## OBJETIVO
Repita a listagem abaixo linha por linha, sem nenhuma alteração, e deixe as imagens de fora.

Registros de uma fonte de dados
******************************

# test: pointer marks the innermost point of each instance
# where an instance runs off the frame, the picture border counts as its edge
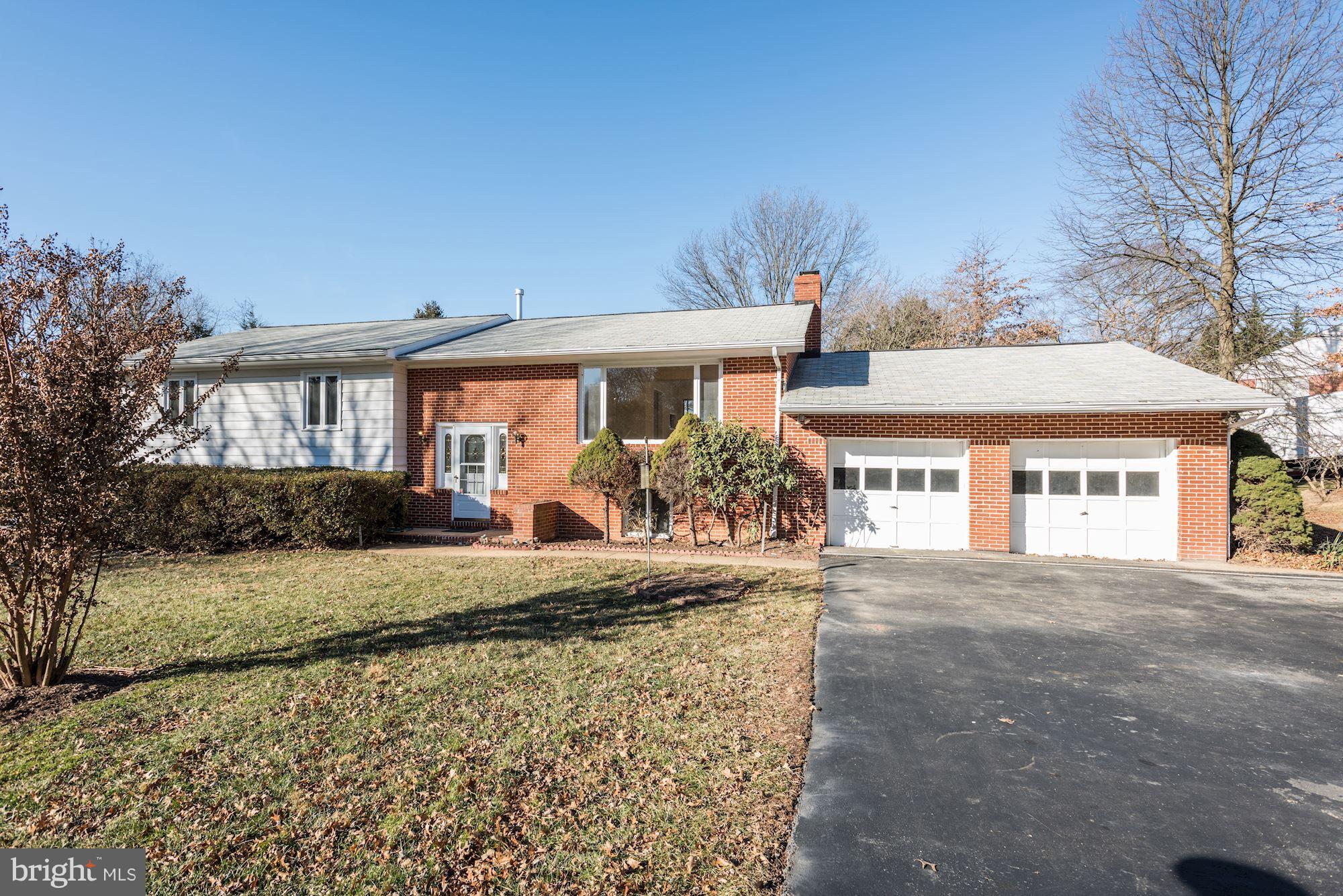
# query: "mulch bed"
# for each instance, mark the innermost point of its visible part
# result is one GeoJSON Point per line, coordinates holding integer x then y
{"type": "Point", "coordinates": [32, 705]}
{"type": "Point", "coordinates": [1283, 560]}
{"type": "Point", "coordinates": [790, 550]}
{"type": "Point", "coordinates": [683, 589]}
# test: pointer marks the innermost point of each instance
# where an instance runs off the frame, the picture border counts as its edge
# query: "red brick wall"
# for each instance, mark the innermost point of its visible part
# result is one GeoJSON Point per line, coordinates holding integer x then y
{"type": "Point", "coordinates": [990, 494]}
{"type": "Point", "coordinates": [537, 521]}
{"type": "Point", "coordinates": [749, 392]}
{"type": "Point", "coordinates": [541, 401]}
{"type": "Point", "coordinates": [1201, 464]}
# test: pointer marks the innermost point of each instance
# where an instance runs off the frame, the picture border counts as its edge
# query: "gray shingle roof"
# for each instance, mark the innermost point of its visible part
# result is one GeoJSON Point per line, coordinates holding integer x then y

******************************

## SOLUÇÃO DO PROBLEMA
# test: pointer marks the innermost point of each instance
# where an instance runs off the frame, the picture border counts as its edge
# query: "mulch bed"
# for each instance, mark the innermost point of its visible part
# result is one GeoJSON Point per line, coordinates holding integer x then y
{"type": "Point", "coordinates": [32, 705]}
{"type": "Point", "coordinates": [1283, 560]}
{"type": "Point", "coordinates": [790, 550]}
{"type": "Point", "coordinates": [683, 589]}
# test: pointer marks the innermost point of each instance
# where an instance runs off the frame, the picture border counts as its edge
# query: "red brick wall"
# for each instance, mark the innermost point of its visible part
# result is one GeoJSON Point per line, coordinates holding integer x then y
{"type": "Point", "coordinates": [990, 494]}
{"type": "Point", "coordinates": [537, 521]}
{"type": "Point", "coordinates": [749, 392]}
{"type": "Point", "coordinates": [541, 401]}
{"type": "Point", "coordinates": [1201, 464]}
# test: pointer marks the innermost point of each instance
# where an instance runs off the frame, the picture border counts as its edge
# query: "gray shingle roof"
# for each instance, mark the innermost point of its visible part
# result is one GeoJSON Point per line, coordinates holding integer x then y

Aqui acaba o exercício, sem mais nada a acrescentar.